[Trecho]

::::

O evento também contou com a participação do diplomata americano Robert A. Seiple, que foi nomeado primeiro embaixador dos Estados Unidos para a liberdade religiosa, em 1999. Seiple conversou, em vídeo, com a jornalista Betina Krause, homenageando defensores da liberdade religiosa. Destaque também para a palestra de Brian J. Grim, presidente da Religious Freedom & Business Foundation e especialista em impacto socioeconômico das restrições à liberdade religiosa, que apresentou cases de negócios sociais e iniciativas empreendedoras, de várias partes do mundo, que valorizam a liberdade religiosa e de consciência.

::::

[Itens]
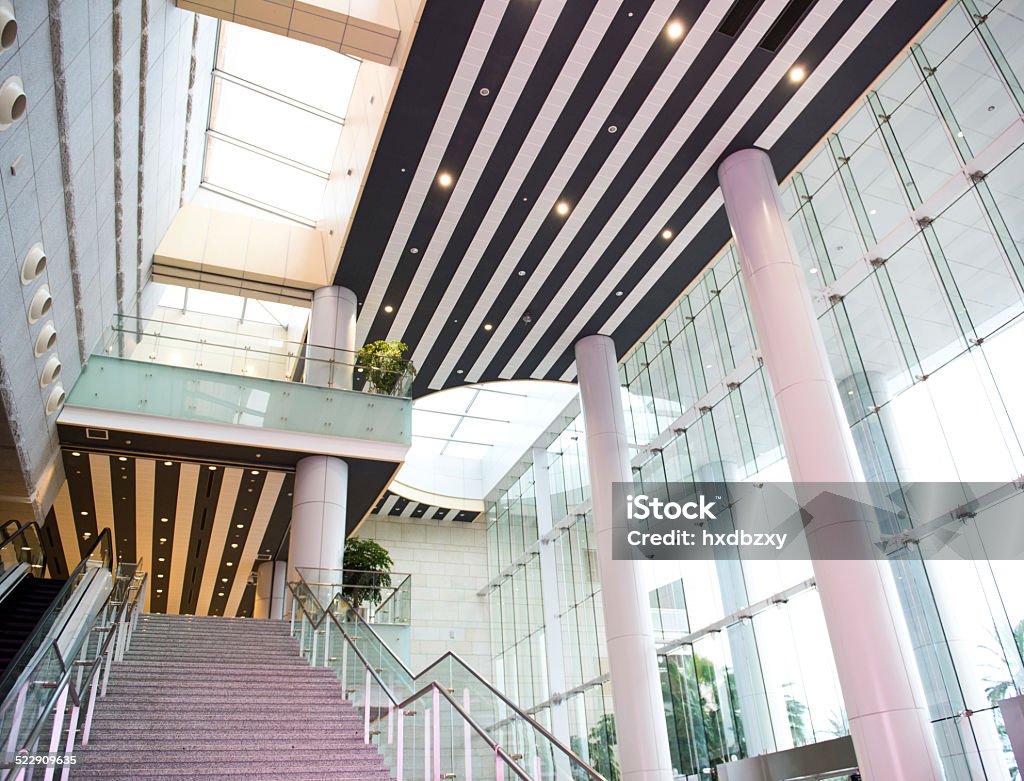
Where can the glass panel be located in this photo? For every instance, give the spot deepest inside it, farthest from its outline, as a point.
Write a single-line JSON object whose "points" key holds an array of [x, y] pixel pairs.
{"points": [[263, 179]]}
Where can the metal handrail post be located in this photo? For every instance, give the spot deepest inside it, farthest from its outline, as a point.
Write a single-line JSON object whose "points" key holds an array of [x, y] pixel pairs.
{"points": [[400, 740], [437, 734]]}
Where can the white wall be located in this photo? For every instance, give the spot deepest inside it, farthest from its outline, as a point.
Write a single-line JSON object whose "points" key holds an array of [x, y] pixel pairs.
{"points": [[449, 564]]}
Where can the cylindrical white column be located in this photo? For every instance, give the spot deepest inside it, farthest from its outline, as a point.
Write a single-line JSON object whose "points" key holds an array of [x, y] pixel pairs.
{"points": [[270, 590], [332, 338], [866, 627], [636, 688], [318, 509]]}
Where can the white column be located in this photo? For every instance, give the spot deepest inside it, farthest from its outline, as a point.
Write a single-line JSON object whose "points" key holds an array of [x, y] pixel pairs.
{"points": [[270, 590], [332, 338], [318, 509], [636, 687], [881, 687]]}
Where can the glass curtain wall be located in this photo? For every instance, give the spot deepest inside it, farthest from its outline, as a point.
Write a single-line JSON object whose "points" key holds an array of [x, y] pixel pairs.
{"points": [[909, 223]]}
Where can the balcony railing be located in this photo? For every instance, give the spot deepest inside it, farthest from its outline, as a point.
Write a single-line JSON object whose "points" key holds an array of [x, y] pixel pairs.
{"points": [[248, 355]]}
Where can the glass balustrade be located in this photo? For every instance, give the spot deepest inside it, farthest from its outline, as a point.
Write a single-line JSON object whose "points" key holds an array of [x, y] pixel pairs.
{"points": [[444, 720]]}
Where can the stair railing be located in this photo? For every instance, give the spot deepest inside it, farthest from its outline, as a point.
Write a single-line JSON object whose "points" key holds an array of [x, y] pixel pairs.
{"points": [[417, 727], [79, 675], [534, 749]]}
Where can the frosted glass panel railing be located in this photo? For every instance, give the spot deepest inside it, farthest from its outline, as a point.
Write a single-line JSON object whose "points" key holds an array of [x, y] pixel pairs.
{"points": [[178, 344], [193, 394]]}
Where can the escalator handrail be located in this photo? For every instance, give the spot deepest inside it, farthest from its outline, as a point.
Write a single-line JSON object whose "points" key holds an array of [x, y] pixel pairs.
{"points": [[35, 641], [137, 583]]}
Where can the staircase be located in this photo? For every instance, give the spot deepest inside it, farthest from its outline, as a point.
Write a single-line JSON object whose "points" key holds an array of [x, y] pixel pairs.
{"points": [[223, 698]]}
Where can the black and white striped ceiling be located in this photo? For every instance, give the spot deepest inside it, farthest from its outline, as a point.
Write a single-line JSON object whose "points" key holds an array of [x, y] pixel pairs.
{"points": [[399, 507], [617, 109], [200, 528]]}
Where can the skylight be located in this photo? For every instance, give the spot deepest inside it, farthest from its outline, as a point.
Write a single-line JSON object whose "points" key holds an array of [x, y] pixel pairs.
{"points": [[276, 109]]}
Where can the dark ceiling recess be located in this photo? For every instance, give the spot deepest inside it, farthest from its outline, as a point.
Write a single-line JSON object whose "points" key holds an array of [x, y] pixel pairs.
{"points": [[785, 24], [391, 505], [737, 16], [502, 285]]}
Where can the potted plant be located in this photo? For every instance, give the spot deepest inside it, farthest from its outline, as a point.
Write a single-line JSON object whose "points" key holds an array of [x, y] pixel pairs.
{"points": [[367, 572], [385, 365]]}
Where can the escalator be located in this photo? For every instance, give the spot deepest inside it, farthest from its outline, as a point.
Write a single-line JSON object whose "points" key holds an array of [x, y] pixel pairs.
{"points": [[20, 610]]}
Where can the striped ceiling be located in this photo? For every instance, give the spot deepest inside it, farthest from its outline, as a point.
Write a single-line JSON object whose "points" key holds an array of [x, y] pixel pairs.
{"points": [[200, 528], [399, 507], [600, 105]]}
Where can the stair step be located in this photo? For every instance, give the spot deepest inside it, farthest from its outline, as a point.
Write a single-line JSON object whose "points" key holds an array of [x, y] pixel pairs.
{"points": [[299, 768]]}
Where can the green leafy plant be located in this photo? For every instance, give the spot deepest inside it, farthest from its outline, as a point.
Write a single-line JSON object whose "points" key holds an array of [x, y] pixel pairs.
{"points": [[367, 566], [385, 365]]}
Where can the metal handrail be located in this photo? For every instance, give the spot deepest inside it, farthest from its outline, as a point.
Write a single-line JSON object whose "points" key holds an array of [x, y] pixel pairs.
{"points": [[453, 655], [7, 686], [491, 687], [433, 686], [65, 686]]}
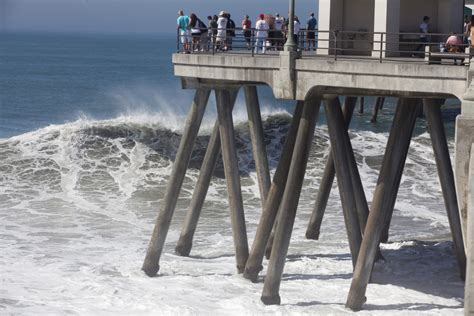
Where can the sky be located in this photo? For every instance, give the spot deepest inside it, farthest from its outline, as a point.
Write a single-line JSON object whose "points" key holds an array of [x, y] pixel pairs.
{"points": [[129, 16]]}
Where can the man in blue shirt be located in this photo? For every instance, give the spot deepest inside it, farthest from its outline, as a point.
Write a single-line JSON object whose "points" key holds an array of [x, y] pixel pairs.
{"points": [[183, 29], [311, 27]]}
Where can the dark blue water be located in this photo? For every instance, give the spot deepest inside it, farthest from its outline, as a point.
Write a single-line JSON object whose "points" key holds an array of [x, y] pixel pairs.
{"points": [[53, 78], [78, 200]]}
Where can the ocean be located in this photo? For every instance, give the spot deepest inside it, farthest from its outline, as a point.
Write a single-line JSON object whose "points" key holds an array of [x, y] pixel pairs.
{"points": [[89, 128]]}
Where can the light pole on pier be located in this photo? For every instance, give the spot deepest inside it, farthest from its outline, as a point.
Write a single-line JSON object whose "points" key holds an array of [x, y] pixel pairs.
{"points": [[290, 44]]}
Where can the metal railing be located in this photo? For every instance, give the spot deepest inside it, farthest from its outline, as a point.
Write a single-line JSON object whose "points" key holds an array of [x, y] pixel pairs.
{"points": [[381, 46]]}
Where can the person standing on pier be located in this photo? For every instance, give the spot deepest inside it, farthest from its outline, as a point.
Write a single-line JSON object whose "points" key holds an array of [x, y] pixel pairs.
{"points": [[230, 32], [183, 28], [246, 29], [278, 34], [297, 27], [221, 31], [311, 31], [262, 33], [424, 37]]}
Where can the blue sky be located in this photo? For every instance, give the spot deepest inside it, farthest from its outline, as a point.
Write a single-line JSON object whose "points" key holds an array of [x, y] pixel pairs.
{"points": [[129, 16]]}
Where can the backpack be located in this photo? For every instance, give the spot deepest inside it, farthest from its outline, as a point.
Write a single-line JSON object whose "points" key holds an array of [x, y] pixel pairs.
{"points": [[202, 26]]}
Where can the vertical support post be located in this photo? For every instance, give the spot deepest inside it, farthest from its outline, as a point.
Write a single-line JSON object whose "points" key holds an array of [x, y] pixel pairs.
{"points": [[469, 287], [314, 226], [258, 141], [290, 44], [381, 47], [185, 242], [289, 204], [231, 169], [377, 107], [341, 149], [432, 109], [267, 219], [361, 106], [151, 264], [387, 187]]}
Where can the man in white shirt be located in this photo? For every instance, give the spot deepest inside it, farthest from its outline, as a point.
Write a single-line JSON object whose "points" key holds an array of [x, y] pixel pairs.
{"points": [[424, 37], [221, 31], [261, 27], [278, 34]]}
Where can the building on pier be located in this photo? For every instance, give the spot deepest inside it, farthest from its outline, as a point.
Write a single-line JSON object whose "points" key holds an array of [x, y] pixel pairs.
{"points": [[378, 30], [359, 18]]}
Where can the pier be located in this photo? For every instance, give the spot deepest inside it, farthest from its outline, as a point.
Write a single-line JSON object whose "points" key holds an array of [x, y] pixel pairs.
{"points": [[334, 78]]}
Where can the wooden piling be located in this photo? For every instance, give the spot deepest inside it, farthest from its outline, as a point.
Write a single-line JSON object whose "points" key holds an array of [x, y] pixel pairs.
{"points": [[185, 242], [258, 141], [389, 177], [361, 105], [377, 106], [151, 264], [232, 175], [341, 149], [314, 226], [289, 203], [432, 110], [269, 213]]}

::::

[Objetivos]
(1) Segundo o trecho sobre o evento, em que ano Robert A. Seiple foi nomeado primeiro embaixador dos Estados Unidos para a liberdade religiosa?
(2) Reescreva o trecho sobre o evento de "O evento também" a "e de consciência.", substituindo "jornalista" por "repórter".

[Respostas finais]
(1) Em 1999.

(2)
O evento também contou com a participação do diplomata americano Robert A. Seiple, que foi nomeado primeiro embaixador dos Estados Unidos para a liberdade religiosa, em 1999. Seiple conversou, em vídeo, com a repórter Betina Krause, homenageando defensores da liberdade religiosa. Destaque também para a palestra de Brian J. Grim, presidente da Religious Freedom & Business Foundation e especialista em impacto socioeconômico das restrições à liberdade religiosa, que apresentou cases de negócios sociais e iniciativas empreendedoras, de várias partes do mundo, que valorizam a liberdade religiosa e de consciência.